» **Entries shown**
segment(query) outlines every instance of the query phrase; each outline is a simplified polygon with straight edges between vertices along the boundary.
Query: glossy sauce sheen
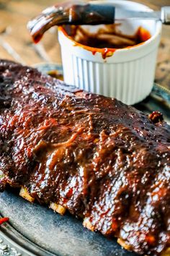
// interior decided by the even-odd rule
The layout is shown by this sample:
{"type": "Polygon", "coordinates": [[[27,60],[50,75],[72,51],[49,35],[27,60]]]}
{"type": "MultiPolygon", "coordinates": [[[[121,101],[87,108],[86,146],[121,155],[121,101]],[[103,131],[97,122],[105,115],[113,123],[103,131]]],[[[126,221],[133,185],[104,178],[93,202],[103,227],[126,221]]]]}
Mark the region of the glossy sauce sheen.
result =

» **Aim of the exercise**
Repeat the listing with "sheen" switched to "glaze" everywhere and nothing else altered, leaving out the pictures.

» **Finished answer**
segment(query) outlines every instance of the query phrase; each outline is a simplified polygon with straight edges between vertices along the boundary.
Query: glossy sauce glaze
// interior decided by the even-odd rule
The layout is shown by this sample:
{"type": "Polygon", "coordinates": [[[27,60],[50,75],[72,51],[49,35],[27,60]]]}
{"type": "MultiPolygon", "coordinates": [[[[121,101],[87,108],[86,146],[121,155],[121,101]],[[103,131],[97,122],[105,115],[113,123],[103,131]]],[[[126,221],[133,185],[104,178],[93,202],[103,227],[126,221]]]]}
Mark the region of the glossy sauce glaze.
result =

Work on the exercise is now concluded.